Copy each entry below exactly as it reads.

*** INPUT FOR THIS TASK ***

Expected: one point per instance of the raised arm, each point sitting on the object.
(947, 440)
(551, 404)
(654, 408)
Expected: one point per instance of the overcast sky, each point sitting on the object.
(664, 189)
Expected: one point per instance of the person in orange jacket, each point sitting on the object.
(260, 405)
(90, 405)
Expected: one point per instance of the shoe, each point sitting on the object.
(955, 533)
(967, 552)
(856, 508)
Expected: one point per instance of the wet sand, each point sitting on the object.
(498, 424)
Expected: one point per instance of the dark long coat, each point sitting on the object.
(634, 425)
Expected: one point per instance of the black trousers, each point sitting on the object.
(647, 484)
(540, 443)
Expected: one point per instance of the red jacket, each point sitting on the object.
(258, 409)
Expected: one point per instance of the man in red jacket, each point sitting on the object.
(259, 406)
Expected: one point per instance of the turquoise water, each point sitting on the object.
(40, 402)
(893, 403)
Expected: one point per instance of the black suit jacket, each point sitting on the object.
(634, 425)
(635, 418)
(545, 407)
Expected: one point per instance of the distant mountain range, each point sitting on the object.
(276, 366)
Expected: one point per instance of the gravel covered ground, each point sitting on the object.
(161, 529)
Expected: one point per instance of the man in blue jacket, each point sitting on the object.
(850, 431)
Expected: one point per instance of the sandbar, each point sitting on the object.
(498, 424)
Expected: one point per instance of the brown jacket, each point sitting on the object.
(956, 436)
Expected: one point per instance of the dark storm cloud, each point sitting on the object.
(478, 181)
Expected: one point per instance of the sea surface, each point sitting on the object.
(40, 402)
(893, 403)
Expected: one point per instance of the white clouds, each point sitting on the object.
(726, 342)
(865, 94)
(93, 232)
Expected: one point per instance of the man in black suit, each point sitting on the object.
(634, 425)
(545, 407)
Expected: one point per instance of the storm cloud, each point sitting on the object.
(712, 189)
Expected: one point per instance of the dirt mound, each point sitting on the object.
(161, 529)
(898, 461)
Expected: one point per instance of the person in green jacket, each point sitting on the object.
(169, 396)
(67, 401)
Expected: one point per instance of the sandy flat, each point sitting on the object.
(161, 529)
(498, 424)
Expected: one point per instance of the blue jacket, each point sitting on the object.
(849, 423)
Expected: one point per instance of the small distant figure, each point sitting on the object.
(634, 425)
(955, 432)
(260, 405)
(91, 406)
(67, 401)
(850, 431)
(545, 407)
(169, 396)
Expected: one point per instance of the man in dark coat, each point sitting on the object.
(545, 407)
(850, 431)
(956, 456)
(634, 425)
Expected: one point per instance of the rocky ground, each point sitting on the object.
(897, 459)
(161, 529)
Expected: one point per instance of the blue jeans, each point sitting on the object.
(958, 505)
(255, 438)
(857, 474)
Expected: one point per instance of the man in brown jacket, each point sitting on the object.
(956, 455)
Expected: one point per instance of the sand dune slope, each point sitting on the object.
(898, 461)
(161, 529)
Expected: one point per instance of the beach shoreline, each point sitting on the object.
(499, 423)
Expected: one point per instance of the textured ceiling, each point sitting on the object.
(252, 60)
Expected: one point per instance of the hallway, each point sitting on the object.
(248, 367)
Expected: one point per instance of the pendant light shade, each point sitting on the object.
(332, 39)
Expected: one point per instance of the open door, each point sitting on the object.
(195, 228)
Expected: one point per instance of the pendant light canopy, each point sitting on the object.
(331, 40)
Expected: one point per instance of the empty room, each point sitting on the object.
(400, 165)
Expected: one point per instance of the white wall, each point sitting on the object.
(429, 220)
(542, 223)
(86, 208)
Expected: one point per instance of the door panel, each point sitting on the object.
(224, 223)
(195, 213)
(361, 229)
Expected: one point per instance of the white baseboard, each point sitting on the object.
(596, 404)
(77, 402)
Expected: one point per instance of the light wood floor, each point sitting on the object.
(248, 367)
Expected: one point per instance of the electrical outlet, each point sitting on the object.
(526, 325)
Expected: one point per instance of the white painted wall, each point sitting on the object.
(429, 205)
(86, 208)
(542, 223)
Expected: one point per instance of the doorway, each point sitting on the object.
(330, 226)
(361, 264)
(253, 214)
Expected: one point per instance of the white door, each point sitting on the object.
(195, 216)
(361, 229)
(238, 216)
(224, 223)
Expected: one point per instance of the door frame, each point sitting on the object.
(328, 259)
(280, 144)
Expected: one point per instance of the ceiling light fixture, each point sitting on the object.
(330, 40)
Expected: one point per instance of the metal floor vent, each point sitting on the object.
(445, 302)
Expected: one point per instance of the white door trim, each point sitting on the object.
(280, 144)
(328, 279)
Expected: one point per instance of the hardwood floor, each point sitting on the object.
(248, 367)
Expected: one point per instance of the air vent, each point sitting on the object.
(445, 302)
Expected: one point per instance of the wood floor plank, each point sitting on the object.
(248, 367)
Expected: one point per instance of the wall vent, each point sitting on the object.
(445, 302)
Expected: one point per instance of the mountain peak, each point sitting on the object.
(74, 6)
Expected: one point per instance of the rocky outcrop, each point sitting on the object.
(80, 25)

***

EXERCISE RESPONSE —
Expected: one point per instance of the raised arm, each point sitting on the object.
(947, 440)
(551, 404)
(654, 408)
Expected: one point per instance of the overcast sky, each point sitting on the object.
(664, 189)
Expected: one point per instance of the person in orange jacket, each point sitting on the object.
(260, 405)
(90, 405)
Expected: one point per instance of the shoe, each point sitting on the object.
(955, 533)
(967, 552)
(856, 508)
Expected: one point per instance of the wet sand, each point sitting on the object.
(498, 424)
Expected: one point per instance of the dark long coat, each point sitting on the object.
(634, 425)
Expected: one point per instance of the black trousers, each point sitting on the object.
(647, 484)
(540, 443)
Expected: one point per instance of the red jacket, each point sitting on the object.
(258, 409)
Expected: one point per instance of the man in red jacket, each point sitting on the object.
(259, 406)
Expected: one point per instance of the turquoise water, each point sitting on the object.
(40, 402)
(893, 403)
Expected: one point per instance of the black suit jacket, each point sitting on the object.
(634, 425)
(635, 418)
(545, 407)
Expected: one point per instance of the distant mountain range, each point sitting on the object.
(276, 366)
Expected: one point per instance of the gravel covered ground, each point sitting on the object.
(161, 529)
Expected: one point per instance of the man in blue jacket, each point sitting on the object.
(850, 431)
Expected: one point per instance of the sandbar, each point sitting on the object.
(498, 424)
Expected: one point per instance of the brown jacket, each point sitting on the object.
(956, 436)
Expected: one point per instance of the dark storm cloud, each point sitting on the object.
(478, 181)
Expected: one point per instance of the sea surface, each point sitting on the object.
(40, 402)
(893, 403)
Expected: one point per instance of the white clouds, each point sitting on the object.
(726, 342)
(865, 94)
(93, 232)
Expected: one point per instance of the man in black suit, each point sitting on the object.
(634, 425)
(545, 407)
Expected: one point per instance of the storm cloud, each point sitting on the object.
(712, 189)
Expected: one point per instance of the dirt mound, each point sitting on the object.
(161, 529)
(898, 461)
Expected: one point per instance of the person in green jacket, each point sitting on the object.
(169, 396)
(67, 401)
Expected: one point per instance of the sandy flat, each point sitting on the object.
(161, 529)
(498, 424)
Expected: one point per instance of the blue jacket, each point sitting on the object.
(849, 423)
Expected: one point per instance of the small distant figure, each point sitting on the object.
(634, 425)
(955, 432)
(260, 405)
(91, 406)
(67, 401)
(850, 431)
(545, 407)
(169, 396)
Expected: one point per instance of the man in dark coat, each point sitting on the object.
(545, 407)
(850, 431)
(956, 456)
(634, 425)
Expected: one point per instance of the rocky ground, each point sitting on the object.
(897, 459)
(161, 529)
Expected: one point per instance of the blue jeans, each point sitting on the object.
(958, 505)
(255, 438)
(857, 474)
Expected: one point per instance of the man in brown jacket, each point sitting on the object.
(956, 455)
Expected: one point per instance of the sand dune slope, each point sitting on the object.
(898, 461)
(161, 529)
Expected: one point per instance of the beach shoreline, each point sitting on the object.
(499, 423)
Expected: one point per instance of the textured ceiling, each point sitting on the object.
(252, 60)
Expected: one point per instance of the hallway, each point sitting on the object.
(248, 367)
Expected: one point per instance of the pendant light shade, each point sitting on the object.
(332, 39)
Expected: one point per instance of the open door, each point sitting on the object.
(195, 228)
Expected: one point per instance of the pendant light canopy, each point sitting on the object.
(331, 40)
Expected: one point per instance of the empty room, each point sitting on the object.
(400, 165)
Expected: one point per instance of the white wall, each point sitting on the object.
(429, 220)
(542, 223)
(86, 208)
Expected: one point per instance of the door panel, each point sitting on the object.
(224, 223)
(195, 213)
(361, 229)
Expected: one point per instance of the white baseboard, each point sitting on the object.
(596, 404)
(77, 402)
Expected: one point per instance of the light wood floor, each point sitting on the object.
(248, 367)
Expected: one point per instance of the electrical outlet, each point sitting on the object.
(526, 325)
Expected: one point per instance of the white painted wall, each point sitting on the object.
(429, 205)
(86, 208)
(542, 223)
Expected: one point per instance of the doorway, each point sitting on the object.
(330, 226)
(361, 264)
(253, 214)
Expected: one point per instance of the white door, each point sitting on the object.
(195, 216)
(361, 229)
(238, 216)
(224, 223)
Expected: one point per instance of the door frame, each point sitting on the object.
(328, 259)
(280, 144)
Expected: one point per instance of the ceiling light fixture, each point sitting on the object.
(330, 40)
Expected: one point per instance of the metal floor vent, each point sitting on the object.
(445, 302)
Expected: one point per instance of the white door trim, each point sitting on the object.
(280, 144)
(328, 279)
Expected: one point per instance of the hardwood floor, each point sitting on the object.
(248, 367)
Expected: one point per instance of the air vent, each point sitting on the object.
(445, 302)
Expected: one point per instance of the wood floor plank, each point sitting on the object.
(248, 367)
Expected: one point per instance of the wall vent, each point sitting on the object.
(445, 302)
Expected: one point per instance of the mountain peak, each point sitting on the object.
(74, 6)
Expected: one point per instance of the rocky outcrop, each point sitting on the object.
(80, 25)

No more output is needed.